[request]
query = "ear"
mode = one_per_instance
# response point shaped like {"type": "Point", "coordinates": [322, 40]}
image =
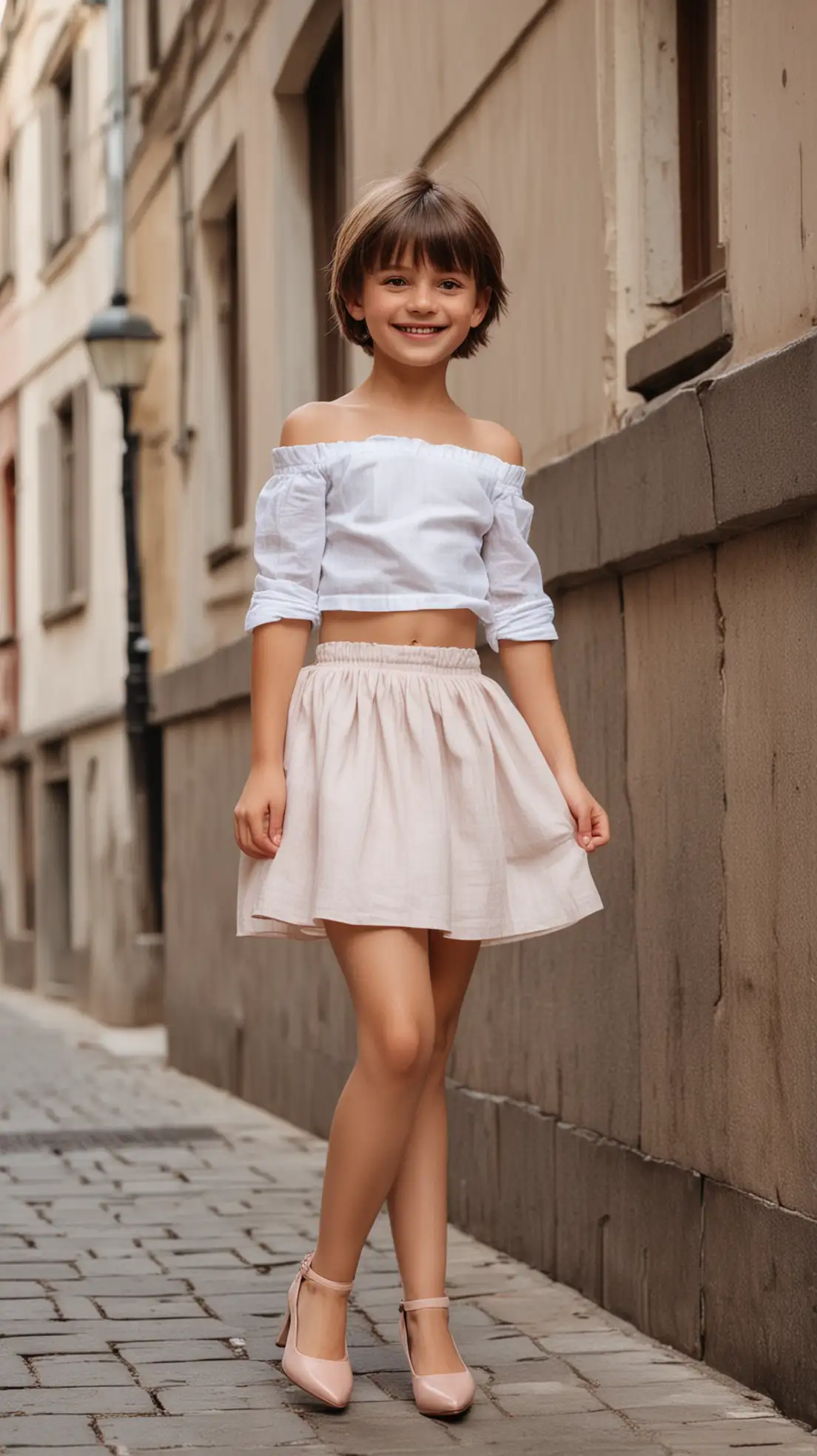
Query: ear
{"type": "Point", "coordinates": [481, 308]}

================

Copy all of the lines above word for word, leaving the picture out.

● **Response to this exercise**
[request]
query = "ear"
mode = one_per_instance
# response point shaped like {"type": "Point", "coordinates": [322, 40]}
image =
Query: ear
{"type": "Point", "coordinates": [481, 308]}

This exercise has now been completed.